* [What you need to do]:
Copy out exactly every line from the line containing "TARGET: person crouching on ledge" until the records below end, inclusive of both boundary lines.

——

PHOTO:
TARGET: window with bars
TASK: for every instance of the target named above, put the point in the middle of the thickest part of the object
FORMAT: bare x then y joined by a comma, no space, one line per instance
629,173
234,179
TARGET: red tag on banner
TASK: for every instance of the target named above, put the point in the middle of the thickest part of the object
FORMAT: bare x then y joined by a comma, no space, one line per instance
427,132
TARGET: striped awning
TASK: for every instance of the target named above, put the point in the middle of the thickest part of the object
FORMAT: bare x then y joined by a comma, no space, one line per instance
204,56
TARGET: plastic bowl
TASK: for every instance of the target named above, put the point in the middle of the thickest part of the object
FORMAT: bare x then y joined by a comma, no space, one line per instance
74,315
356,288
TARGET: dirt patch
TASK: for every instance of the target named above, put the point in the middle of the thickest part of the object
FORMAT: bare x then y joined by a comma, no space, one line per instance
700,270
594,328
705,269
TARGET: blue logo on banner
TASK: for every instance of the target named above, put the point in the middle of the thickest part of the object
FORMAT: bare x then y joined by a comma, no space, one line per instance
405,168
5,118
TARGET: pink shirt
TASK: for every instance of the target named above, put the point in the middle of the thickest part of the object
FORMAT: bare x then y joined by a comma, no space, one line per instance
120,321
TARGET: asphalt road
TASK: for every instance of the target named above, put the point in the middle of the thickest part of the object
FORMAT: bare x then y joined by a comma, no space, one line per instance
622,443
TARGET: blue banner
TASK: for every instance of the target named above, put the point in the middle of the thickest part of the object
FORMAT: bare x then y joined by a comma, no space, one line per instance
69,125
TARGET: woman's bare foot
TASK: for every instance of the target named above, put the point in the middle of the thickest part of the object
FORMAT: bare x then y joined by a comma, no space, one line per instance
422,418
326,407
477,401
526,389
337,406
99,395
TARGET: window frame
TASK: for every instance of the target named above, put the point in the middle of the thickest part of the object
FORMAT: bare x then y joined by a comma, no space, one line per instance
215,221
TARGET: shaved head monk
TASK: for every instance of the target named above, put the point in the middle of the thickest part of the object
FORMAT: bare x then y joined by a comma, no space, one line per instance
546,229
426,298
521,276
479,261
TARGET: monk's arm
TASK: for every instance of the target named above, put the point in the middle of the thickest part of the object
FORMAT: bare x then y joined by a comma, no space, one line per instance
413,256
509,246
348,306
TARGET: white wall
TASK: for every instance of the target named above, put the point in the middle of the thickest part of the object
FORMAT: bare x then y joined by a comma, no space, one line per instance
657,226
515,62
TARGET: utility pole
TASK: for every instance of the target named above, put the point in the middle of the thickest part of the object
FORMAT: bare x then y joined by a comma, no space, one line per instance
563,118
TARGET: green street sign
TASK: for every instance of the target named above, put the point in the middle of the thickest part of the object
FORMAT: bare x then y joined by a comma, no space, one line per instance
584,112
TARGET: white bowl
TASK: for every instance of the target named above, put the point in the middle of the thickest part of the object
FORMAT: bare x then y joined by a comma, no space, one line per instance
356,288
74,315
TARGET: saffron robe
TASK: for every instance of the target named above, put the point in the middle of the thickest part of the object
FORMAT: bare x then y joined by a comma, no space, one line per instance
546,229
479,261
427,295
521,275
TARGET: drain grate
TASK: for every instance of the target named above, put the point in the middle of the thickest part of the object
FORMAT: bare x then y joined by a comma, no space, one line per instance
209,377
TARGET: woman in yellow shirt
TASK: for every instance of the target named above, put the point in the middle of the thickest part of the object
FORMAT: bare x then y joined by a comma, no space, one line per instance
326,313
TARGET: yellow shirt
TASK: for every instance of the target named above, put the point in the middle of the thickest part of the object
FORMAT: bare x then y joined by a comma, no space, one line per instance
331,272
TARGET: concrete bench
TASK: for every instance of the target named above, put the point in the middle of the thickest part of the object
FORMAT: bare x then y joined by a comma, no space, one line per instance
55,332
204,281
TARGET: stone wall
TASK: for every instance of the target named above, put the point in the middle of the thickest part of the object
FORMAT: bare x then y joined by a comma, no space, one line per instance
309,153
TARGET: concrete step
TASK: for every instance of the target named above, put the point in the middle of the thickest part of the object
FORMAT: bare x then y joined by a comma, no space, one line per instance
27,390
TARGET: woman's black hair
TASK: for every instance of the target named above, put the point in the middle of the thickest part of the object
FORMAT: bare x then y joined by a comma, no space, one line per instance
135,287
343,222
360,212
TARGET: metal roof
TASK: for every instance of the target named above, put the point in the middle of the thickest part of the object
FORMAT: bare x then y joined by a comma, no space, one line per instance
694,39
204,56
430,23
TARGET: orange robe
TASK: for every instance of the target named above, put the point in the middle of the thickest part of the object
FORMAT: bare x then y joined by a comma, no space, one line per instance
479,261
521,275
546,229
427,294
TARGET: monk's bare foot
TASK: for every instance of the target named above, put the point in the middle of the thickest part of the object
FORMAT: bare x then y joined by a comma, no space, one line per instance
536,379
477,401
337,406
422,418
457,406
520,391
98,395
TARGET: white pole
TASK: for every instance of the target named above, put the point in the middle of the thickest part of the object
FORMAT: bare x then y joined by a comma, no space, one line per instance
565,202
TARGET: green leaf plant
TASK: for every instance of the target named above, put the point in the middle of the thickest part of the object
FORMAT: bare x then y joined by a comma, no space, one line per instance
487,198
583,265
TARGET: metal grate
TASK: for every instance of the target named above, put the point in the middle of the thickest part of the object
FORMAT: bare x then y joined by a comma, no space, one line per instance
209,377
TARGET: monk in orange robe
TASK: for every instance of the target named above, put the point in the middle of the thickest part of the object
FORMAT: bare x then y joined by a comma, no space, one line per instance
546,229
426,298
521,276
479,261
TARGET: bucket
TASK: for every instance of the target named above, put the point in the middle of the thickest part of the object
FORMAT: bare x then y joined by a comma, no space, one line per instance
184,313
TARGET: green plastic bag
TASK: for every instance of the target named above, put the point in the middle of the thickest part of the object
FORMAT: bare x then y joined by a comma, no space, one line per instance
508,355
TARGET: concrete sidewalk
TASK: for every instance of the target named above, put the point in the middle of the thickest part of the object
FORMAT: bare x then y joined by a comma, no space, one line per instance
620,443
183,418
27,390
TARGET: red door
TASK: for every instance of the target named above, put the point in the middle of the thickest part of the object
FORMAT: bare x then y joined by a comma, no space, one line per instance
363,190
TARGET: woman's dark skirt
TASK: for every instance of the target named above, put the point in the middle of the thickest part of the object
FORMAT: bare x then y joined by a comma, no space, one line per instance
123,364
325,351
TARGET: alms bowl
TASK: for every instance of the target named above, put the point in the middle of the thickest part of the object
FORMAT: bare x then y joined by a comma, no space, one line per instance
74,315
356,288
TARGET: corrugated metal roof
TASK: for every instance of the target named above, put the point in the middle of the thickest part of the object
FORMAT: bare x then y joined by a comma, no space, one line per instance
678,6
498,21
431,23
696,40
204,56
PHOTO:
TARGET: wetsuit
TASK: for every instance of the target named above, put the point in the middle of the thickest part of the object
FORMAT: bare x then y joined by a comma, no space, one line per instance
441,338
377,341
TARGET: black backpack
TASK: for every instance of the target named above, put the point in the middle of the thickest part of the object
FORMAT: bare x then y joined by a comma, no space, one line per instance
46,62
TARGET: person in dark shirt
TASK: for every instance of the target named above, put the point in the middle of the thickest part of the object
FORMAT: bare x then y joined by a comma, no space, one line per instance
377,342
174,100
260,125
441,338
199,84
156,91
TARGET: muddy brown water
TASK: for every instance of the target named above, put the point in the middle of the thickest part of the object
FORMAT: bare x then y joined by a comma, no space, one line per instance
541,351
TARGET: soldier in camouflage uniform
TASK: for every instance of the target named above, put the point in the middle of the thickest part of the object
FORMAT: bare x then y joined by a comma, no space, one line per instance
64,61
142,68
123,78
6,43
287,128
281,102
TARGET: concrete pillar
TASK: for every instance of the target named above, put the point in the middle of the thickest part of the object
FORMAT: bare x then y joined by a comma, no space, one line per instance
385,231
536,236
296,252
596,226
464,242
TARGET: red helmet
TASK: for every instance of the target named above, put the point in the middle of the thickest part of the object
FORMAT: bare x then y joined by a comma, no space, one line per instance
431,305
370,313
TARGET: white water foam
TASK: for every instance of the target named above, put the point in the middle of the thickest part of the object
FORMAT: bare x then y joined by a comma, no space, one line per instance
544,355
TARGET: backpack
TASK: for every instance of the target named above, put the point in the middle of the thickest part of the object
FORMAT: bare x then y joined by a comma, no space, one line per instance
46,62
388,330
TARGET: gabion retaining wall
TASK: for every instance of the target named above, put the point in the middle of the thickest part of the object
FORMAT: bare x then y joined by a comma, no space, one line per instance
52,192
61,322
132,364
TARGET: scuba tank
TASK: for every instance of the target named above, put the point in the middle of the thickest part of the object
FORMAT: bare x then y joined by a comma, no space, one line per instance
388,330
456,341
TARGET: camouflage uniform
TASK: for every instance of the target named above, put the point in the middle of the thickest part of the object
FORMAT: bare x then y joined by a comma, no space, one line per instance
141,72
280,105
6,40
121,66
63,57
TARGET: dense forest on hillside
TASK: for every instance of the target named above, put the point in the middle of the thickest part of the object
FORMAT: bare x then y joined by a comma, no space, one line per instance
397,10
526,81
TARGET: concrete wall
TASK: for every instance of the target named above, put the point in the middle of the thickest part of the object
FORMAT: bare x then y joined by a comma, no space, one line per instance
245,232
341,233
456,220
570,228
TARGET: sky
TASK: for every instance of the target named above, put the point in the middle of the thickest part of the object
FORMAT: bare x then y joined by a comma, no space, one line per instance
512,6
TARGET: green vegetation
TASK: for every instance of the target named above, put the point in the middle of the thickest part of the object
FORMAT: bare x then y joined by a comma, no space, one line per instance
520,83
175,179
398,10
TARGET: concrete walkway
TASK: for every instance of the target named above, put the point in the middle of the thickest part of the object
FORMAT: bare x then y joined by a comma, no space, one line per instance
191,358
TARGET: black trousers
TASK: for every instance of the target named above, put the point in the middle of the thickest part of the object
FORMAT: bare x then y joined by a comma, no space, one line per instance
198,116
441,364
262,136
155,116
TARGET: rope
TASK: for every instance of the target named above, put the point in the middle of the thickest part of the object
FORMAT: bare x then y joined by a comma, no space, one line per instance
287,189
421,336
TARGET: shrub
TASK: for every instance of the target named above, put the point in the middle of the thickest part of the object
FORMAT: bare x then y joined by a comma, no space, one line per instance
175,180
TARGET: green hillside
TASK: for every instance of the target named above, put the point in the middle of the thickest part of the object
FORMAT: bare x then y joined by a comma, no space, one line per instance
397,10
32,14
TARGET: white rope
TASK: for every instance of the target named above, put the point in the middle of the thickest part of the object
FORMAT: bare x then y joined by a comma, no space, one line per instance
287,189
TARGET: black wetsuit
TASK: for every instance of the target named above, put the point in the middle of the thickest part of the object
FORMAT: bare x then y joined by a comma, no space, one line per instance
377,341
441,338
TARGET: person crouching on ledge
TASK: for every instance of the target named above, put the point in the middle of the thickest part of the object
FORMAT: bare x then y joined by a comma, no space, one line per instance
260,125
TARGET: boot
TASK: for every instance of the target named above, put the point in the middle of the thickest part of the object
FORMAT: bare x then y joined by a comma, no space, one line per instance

——

* [Finished answer]:
TARGET: person crouching on ledge
TASK: for every instance of the target named above, put the point in the middle of the thickest part of the object
FORMAT: bare x then y joined by a comma, no space, one line per instance
260,125
TARGET: boot
TASK: for every instance of the target named above, put the point in the middle of the thickest part of the object
FORMAT: bare x then y joined by a comma, no space, one line per instance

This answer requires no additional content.